* Your assignment *
Return every line of the data below exactly, but do not include the images.

━━━━━ Dataset records ━━━━━

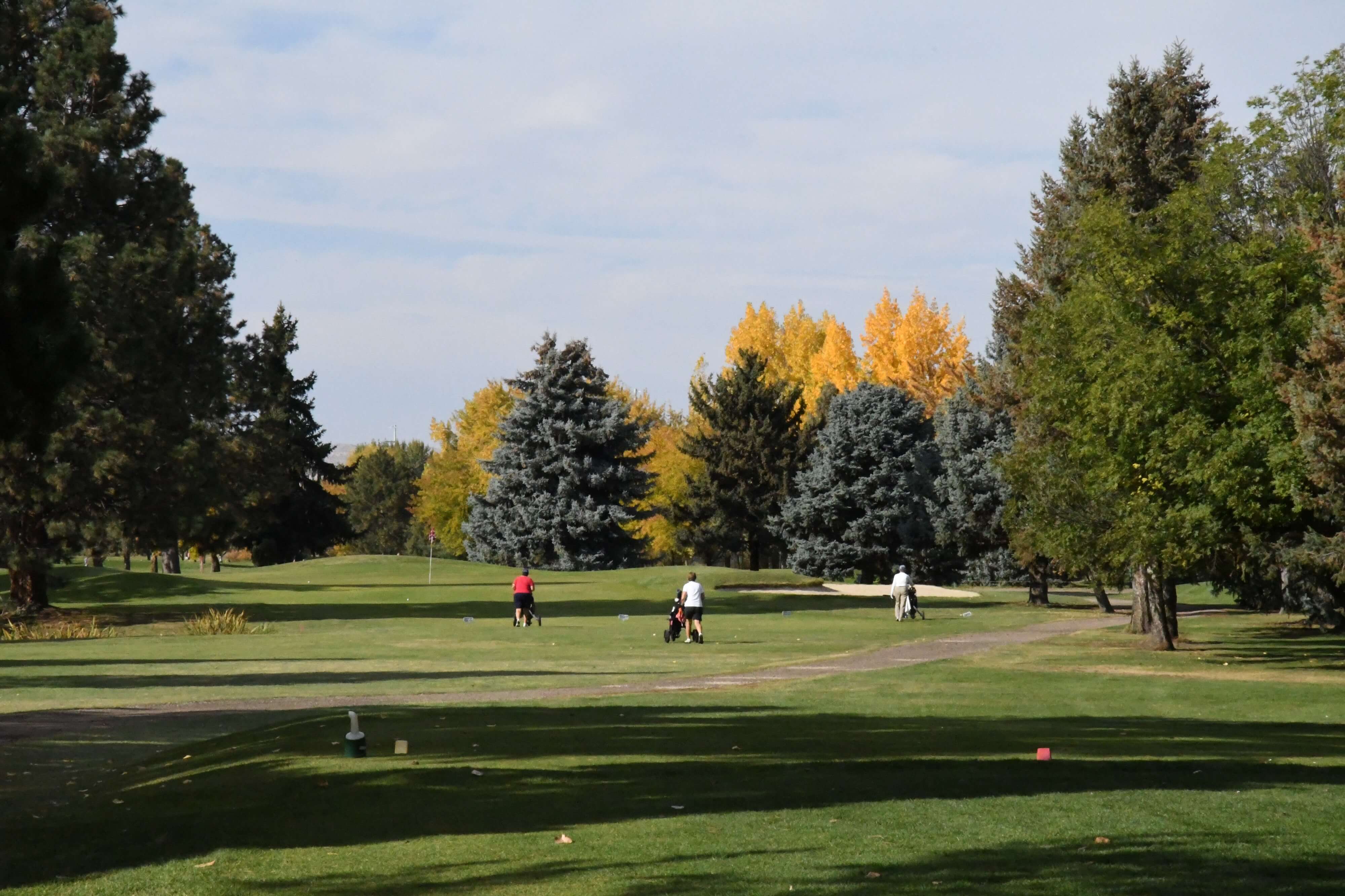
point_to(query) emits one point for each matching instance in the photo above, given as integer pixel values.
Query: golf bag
(676, 621)
(913, 605)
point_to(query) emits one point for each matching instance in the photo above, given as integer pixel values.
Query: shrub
(231, 622)
(56, 632)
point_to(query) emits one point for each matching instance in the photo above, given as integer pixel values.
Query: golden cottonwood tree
(836, 361)
(798, 349)
(919, 350)
(454, 473)
(759, 331)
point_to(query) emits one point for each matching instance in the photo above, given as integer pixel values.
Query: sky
(431, 186)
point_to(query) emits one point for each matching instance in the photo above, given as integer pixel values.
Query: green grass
(364, 626)
(1204, 778)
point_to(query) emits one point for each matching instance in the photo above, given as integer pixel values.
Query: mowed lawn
(1218, 769)
(361, 626)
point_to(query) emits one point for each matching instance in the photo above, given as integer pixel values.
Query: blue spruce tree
(863, 501)
(970, 492)
(567, 474)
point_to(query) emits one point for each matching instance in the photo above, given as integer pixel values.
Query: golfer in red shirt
(524, 588)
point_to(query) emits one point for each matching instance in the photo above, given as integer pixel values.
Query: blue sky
(430, 186)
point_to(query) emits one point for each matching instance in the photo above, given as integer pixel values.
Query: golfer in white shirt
(899, 593)
(693, 606)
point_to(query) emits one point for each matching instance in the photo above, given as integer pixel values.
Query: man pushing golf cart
(905, 593)
(525, 601)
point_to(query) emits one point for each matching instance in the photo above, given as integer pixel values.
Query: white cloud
(430, 186)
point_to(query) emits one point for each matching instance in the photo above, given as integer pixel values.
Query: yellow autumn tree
(918, 350)
(801, 341)
(759, 331)
(454, 473)
(801, 350)
(835, 362)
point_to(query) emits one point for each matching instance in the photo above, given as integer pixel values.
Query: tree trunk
(1148, 615)
(1171, 607)
(1101, 597)
(29, 590)
(1039, 591)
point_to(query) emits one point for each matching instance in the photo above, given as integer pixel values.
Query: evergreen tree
(287, 513)
(568, 473)
(970, 492)
(748, 431)
(1140, 149)
(861, 504)
(1149, 140)
(380, 494)
(1149, 391)
(145, 279)
(41, 341)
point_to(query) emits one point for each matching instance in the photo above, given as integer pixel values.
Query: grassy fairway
(360, 626)
(1204, 777)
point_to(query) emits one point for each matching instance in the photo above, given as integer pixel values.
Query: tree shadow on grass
(1282, 645)
(502, 607)
(286, 680)
(1179, 864)
(1186, 865)
(552, 769)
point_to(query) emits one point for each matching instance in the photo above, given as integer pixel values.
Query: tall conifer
(567, 474)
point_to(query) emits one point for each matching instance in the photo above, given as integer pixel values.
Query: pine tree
(287, 512)
(42, 345)
(146, 283)
(861, 504)
(1149, 140)
(750, 434)
(1140, 149)
(568, 473)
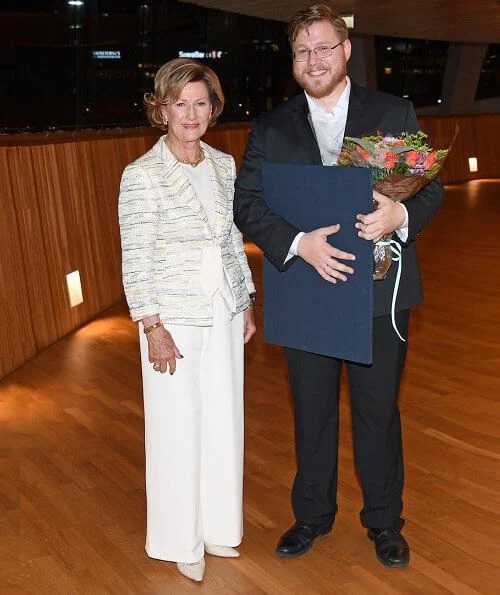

━━━━━

* Reply to the task *
point_to(query) emits one point for each matching instance in the photo above, given as integer pixel values.
Query: golf bag
(676, 621)
(913, 605)
point_to(query) emits one point for each matching instance in the photo above, given as integer pixel values.
Query: shrub
(231, 622)
(56, 632)
point_to(query) emits one point for each matching instance in the photo above, given as integer pixel values.
Query: golden cottonwood tree
(836, 361)
(798, 349)
(919, 350)
(454, 473)
(759, 331)
point_to(query) emits one point for each matching instance in the photo above, given as integer pixel values.
Query: sky
(431, 186)
point_to(query) emits one point for each matching instance in the photo above, given as integer pixel values.
Query: green grass
(364, 626)
(1204, 778)
point_to(query) emits one point for each matching instance in the photo above, given as integer pixel values.
Query: mowed lawn
(1218, 769)
(361, 626)
point_to(query) emits one point for each matching instance in the photo above, given as integer pixel values.
Query: blue spruce tree
(863, 501)
(970, 492)
(567, 474)
point_to(query) emits one point for each matching instance in the photo above, given as integer pixel values.
Query: golfer in red shirt
(524, 588)
point_to(query) emits one point for each matching instance in the photo above, given as integer pixel values.
Query: blue sky
(430, 186)
point_to(query) emits one point for each matching instance in the photo above, given as integer pixel values.
Query: golfer in white shirt
(899, 593)
(693, 606)
point_to(query) emits one point for each matching instance in the photo above, given as integer pixel values.
Query: man pushing golf cart
(905, 593)
(525, 601)
point_to(query) emits one point for each matching instance in the photo above, given as integer pixel values.
Query: white cloud
(430, 186)
point_to(query) emits one point for each matching instance in the photo above, given as integer pixel values.
Query: yellow autumn tree
(918, 350)
(801, 341)
(759, 331)
(454, 473)
(801, 350)
(835, 362)
point_to(query) emits one point for each matching instance in the photo above, given as integer pixel values.
Query: tree trunk
(1148, 615)
(1171, 607)
(1101, 597)
(29, 590)
(1039, 591)
point_to(query) emits one point for each matching instance in the photo above, given as integer pixel values.
Query: evergreen tree
(287, 513)
(568, 473)
(970, 492)
(748, 431)
(1140, 149)
(861, 504)
(1149, 140)
(380, 494)
(1149, 391)
(145, 279)
(41, 341)
point_to(query) emits one point for each matching instance in the photo above, given as integer pixel values.
Query: grassy fairway
(360, 626)
(1204, 777)
point_to(query) emits one point for each matching instance in the photo above, given as integer pixel values.
Query: tree shadow on grass
(1282, 645)
(502, 607)
(286, 680)
(1179, 864)
(1186, 865)
(552, 769)
point_to(query) emits one point for each matching instance in the photo above, given as integer pixel values.
Query: tall conifer
(567, 474)
point_to(query) emits one point for each matching instance in the photo above, given as integer pixel values.
Query: pine tree
(287, 512)
(42, 345)
(146, 283)
(861, 504)
(1149, 140)
(750, 434)
(1140, 149)
(568, 473)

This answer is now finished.